DATA:
+ + + + + + +
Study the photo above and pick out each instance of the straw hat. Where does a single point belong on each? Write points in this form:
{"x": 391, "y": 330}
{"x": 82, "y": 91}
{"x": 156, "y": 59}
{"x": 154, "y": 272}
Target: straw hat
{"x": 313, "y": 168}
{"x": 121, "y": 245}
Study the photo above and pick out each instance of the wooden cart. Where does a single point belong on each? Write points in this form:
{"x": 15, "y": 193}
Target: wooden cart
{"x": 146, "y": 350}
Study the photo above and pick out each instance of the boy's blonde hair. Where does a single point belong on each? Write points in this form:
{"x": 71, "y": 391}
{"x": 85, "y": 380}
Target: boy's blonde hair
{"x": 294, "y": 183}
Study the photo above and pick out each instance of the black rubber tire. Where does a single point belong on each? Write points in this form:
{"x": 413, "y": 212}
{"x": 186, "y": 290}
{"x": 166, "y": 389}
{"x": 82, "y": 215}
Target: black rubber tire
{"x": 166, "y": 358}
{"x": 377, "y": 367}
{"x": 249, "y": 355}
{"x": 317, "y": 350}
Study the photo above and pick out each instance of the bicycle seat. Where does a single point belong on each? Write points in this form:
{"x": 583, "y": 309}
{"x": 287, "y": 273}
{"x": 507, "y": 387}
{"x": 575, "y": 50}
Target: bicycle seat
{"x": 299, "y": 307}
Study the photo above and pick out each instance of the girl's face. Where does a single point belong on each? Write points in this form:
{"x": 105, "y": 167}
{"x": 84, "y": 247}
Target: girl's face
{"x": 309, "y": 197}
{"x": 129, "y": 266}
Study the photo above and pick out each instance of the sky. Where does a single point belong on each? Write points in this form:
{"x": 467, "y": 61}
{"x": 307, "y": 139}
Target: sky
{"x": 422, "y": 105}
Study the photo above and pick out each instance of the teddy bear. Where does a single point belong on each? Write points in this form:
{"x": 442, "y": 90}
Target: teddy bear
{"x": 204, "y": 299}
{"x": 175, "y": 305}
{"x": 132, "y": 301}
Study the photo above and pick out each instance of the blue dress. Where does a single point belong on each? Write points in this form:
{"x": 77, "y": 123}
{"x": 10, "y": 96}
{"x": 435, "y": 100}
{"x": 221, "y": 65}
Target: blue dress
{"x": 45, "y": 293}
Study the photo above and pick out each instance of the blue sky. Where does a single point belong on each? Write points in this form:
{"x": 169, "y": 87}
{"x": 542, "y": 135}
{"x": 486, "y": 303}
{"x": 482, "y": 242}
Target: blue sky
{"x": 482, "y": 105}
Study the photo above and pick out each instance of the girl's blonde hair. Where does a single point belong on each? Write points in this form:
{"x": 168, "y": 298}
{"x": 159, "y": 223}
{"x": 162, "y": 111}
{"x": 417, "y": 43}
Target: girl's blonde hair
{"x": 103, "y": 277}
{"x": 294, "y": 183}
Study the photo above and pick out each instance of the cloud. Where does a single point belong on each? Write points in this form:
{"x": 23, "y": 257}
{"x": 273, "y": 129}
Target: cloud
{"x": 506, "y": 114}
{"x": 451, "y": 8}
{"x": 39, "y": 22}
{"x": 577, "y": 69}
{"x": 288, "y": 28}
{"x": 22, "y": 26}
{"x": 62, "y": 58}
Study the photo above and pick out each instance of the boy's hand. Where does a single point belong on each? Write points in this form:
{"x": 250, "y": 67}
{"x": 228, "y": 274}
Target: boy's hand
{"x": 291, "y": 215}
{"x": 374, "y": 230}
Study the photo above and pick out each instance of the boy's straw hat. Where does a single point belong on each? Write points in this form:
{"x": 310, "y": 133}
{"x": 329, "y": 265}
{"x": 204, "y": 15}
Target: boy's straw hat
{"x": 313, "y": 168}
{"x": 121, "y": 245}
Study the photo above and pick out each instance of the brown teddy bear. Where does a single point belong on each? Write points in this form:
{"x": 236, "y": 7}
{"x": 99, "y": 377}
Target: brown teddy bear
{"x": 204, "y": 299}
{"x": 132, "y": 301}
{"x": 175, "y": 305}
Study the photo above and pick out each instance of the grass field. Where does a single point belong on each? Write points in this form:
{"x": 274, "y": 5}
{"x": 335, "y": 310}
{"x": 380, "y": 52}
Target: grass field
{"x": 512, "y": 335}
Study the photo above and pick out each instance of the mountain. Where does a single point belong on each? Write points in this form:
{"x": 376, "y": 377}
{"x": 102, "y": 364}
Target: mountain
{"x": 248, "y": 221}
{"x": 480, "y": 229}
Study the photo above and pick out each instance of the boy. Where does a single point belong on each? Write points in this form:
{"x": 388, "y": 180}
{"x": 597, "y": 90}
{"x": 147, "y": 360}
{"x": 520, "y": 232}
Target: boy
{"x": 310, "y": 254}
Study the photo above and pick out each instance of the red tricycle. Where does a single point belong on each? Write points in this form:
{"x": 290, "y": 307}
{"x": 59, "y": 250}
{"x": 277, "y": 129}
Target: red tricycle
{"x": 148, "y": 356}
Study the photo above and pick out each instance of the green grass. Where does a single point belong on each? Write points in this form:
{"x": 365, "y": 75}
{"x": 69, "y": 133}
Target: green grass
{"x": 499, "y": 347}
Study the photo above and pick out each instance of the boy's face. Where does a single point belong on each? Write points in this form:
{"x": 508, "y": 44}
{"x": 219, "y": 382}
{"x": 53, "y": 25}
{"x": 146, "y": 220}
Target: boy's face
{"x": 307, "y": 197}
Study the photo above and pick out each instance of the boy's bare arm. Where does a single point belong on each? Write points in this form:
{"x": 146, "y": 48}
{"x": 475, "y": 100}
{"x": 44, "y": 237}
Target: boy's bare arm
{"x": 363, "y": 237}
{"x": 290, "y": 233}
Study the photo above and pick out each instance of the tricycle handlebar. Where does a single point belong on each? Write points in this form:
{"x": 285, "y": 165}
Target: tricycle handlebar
+ + + + + + +
BRIEF: Each line in the material above should be repeated exactly.

TASK RESPONSE:
Study the photo above and pick out each instance of the straw hat. Where does a single point belong on each? Write points in this form:
{"x": 391, "y": 330}
{"x": 82, "y": 91}
{"x": 156, "y": 59}
{"x": 154, "y": 272}
Target: straw hat
{"x": 313, "y": 168}
{"x": 121, "y": 245}
Study the photo above and pick out each instance of the wooden cart. Where does a single point belong on each? Write points in this form:
{"x": 15, "y": 193}
Target: wooden cart
{"x": 146, "y": 350}
Study the photo above and pick out each instance of the boy's blonde hair. Where does a single point belong on each? Write points in this form:
{"x": 71, "y": 391}
{"x": 85, "y": 380}
Target: boy's blonde hair
{"x": 294, "y": 183}
Study the photo above and pick out each instance of the black rubber tire. Where does a single point belong on each? Write points in this form:
{"x": 413, "y": 212}
{"x": 186, "y": 290}
{"x": 166, "y": 389}
{"x": 82, "y": 215}
Target: black rubber tire
{"x": 166, "y": 358}
{"x": 377, "y": 367}
{"x": 249, "y": 355}
{"x": 317, "y": 350}
Study the photo above and pick out each instance of the bicycle seat. Where does a single point belong on each? Write points in this form:
{"x": 583, "y": 309}
{"x": 287, "y": 273}
{"x": 507, "y": 387}
{"x": 575, "y": 50}
Target: bicycle seat
{"x": 299, "y": 307}
Study the photo above and pick out each instance of the girl's face. Where does a single point belong on each? Write points in this form:
{"x": 105, "y": 167}
{"x": 84, "y": 247}
Target: girl's face
{"x": 309, "y": 197}
{"x": 129, "y": 266}
Study the photo above and pick out each instance of the sky. Where does a single point belong on each? Write points in this form:
{"x": 467, "y": 61}
{"x": 307, "y": 139}
Target: sky
{"x": 422, "y": 105}
Study the photo above and pick out each instance of the teddy bear. Where does a single point belong on each? Write points in this form:
{"x": 442, "y": 90}
Target: teddy bear
{"x": 204, "y": 299}
{"x": 175, "y": 305}
{"x": 132, "y": 301}
Study the photo above and pick out each instance of the blue dress. Where does a single point belong on each? Write points in this form:
{"x": 77, "y": 123}
{"x": 10, "y": 96}
{"x": 435, "y": 100}
{"x": 221, "y": 65}
Target: blue dress
{"x": 45, "y": 293}
Study the photo above and pick out each instance of the blue sky. Where does a single point belong on each? Write points in this form:
{"x": 169, "y": 87}
{"x": 542, "y": 135}
{"x": 486, "y": 303}
{"x": 482, "y": 242}
Target: blue sky
{"x": 482, "y": 105}
Study the photo above and pick out each instance of the girl's blonde hair. Where does a single point belong on each? Write points in this form:
{"x": 168, "y": 298}
{"x": 159, "y": 223}
{"x": 162, "y": 111}
{"x": 417, "y": 43}
Target: girl's blonde hair
{"x": 103, "y": 277}
{"x": 294, "y": 183}
Study the photo above and pick out each instance of the cloud. Where does a single point belong on each? Write points in this form:
{"x": 23, "y": 257}
{"x": 273, "y": 129}
Target: cloud
{"x": 506, "y": 114}
{"x": 451, "y": 8}
{"x": 39, "y": 22}
{"x": 577, "y": 69}
{"x": 288, "y": 28}
{"x": 22, "y": 26}
{"x": 62, "y": 58}
Study the photo above and pick out each instance of the boy's hand. Where does a single point belong on each? Write points in this form:
{"x": 250, "y": 67}
{"x": 228, "y": 274}
Target: boy's hand
{"x": 291, "y": 215}
{"x": 374, "y": 230}
Study the photo above and pick out each instance of the boy's straw hat. Where does a single point belong on each? Write points in this form:
{"x": 310, "y": 133}
{"x": 329, "y": 265}
{"x": 204, "y": 15}
Target: boy's straw hat
{"x": 313, "y": 168}
{"x": 121, "y": 245}
Study the photo above and pick out each instance of the brown teddy bear. Where does a single point belong on each? Write points in this form:
{"x": 236, "y": 7}
{"x": 99, "y": 377}
Target: brown teddy bear
{"x": 204, "y": 299}
{"x": 132, "y": 301}
{"x": 175, "y": 305}
Study the photo above and pick out each instance of the grass field. Where does a single point belong on each? Write points in this form:
{"x": 274, "y": 5}
{"x": 335, "y": 310}
{"x": 380, "y": 52}
Target: grass field
{"x": 512, "y": 335}
Study the photo above and pick out each instance of the mountain. Where does a single point belong on each? Write points in this form:
{"x": 376, "y": 377}
{"x": 102, "y": 364}
Target: mountain
{"x": 248, "y": 221}
{"x": 480, "y": 229}
Study the photo above and pick out each instance of the boy. Where does a single point belong on each? Write points in this form:
{"x": 388, "y": 180}
{"x": 597, "y": 90}
{"x": 147, "y": 360}
{"x": 520, "y": 232}
Target: boy
{"x": 310, "y": 254}
Study the photo above and pick out each instance of the red tricycle. Where does a single point belong on each? Write points in this form:
{"x": 290, "y": 307}
{"x": 59, "y": 250}
{"x": 277, "y": 129}
Target: red tricycle
{"x": 148, "y": 356}
Study the photo above and pick out each instance of the green grass. Where does a single point belong on each? Write points in this form:
{"x": 365, "y": 75}
{"x": 69, "y": 133}
Target: green grass
{"x": 499, "y": 347}
Study the photo above and pick out each instance of the boy's face. Where does a single point belong on each? Write points in this form:
{"x": 508, "y": 44}
{"x": 219, "y": 382}
{"x": 53, "y": 25}
{"x": 146, "y": 220}
Target: boy's face
{"x": 307, "y": 197}
Study the photo above and pick out each instance of the boy's bare arm. Where does a single point belong on each? Write points in this form:
{"x": 146, "y": 48}
{"x": 475, "y": 100}
{"x": 44, "y": 237}
Target: boy's bare arm
{"x": 363, "y": 237}
{"x": 290, "y": 233}
Study the photo above and pick out each instance of the tricycle handlebar. Where does a single point belong on each? Write points in this form:
{"x": 285, "y": 165}
Target: tricycle handlebar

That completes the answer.